● **DATA**:
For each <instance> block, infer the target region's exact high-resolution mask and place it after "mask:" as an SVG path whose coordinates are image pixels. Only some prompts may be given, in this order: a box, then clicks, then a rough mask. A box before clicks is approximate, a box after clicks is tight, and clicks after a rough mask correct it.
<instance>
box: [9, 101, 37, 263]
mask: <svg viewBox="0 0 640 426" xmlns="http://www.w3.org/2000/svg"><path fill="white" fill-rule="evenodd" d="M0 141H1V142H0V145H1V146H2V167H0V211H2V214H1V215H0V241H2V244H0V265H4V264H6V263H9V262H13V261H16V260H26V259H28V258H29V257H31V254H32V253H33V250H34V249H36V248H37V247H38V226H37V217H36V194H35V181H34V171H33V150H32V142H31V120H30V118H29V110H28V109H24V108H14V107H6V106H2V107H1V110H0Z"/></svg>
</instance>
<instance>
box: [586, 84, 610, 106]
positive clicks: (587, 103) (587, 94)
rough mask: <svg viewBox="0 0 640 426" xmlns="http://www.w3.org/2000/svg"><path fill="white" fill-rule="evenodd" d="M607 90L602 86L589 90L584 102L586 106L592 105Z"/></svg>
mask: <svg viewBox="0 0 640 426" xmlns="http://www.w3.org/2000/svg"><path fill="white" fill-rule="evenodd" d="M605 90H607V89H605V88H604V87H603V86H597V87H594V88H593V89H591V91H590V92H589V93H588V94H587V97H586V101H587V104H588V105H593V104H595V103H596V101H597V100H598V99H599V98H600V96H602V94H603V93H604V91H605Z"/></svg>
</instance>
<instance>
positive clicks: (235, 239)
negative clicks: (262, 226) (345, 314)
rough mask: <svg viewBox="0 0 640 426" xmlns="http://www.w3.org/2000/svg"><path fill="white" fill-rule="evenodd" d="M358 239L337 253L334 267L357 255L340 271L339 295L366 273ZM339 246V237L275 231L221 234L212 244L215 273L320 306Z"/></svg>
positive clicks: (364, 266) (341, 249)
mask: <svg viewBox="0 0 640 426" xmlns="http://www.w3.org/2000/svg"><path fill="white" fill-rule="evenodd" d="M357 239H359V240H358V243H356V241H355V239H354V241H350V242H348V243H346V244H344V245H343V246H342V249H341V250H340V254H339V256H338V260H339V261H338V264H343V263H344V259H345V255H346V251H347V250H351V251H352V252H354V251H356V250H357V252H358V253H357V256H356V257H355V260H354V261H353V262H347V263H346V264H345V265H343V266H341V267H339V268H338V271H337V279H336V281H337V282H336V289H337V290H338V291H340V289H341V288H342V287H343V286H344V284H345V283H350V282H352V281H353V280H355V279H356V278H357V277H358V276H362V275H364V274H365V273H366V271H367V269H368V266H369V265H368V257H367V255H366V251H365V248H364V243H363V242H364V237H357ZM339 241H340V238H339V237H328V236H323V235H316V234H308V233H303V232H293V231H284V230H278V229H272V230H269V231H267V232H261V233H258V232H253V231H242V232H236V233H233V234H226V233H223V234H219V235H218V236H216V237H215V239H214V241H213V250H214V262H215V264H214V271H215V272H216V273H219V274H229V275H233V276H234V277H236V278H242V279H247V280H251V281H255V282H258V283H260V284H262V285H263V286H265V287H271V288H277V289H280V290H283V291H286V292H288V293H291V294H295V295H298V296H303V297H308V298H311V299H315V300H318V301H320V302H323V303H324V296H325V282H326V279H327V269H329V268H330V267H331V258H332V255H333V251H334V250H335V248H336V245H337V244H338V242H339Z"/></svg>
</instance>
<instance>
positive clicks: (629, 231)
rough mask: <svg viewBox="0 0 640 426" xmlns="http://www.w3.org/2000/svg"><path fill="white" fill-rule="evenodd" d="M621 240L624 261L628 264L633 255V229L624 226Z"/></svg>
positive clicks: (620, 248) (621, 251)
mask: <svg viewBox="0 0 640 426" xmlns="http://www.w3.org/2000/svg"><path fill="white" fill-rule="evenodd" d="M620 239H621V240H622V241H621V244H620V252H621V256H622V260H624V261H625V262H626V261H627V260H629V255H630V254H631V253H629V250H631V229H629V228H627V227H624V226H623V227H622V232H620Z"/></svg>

● **WHAT THE EXERCISE ASKS**:
List every line of the data above that contains the string "clicks".

● **ANSWER TO THE EXERCISE**:
For each <instance> block, infer the target region's exact high-resolution mask and place it after "mask:" as an SVG path whose coordinates are image pixels. Only some prompts may be given, in this order: a box, then clicks, then a rough mask. A box before clicks is approximate, a box after clicks is tight, and clicks after a rough mask correct it.
positive clicks: (587, 103) (587, 94)
positive clicks: (235, 239)
negative clicks: (262, 226) (345, 314)
positive clicks: (364, 266) (341, 249)
positive clicks: (629, 231)
positive clicks: (620, 248) (621, 251)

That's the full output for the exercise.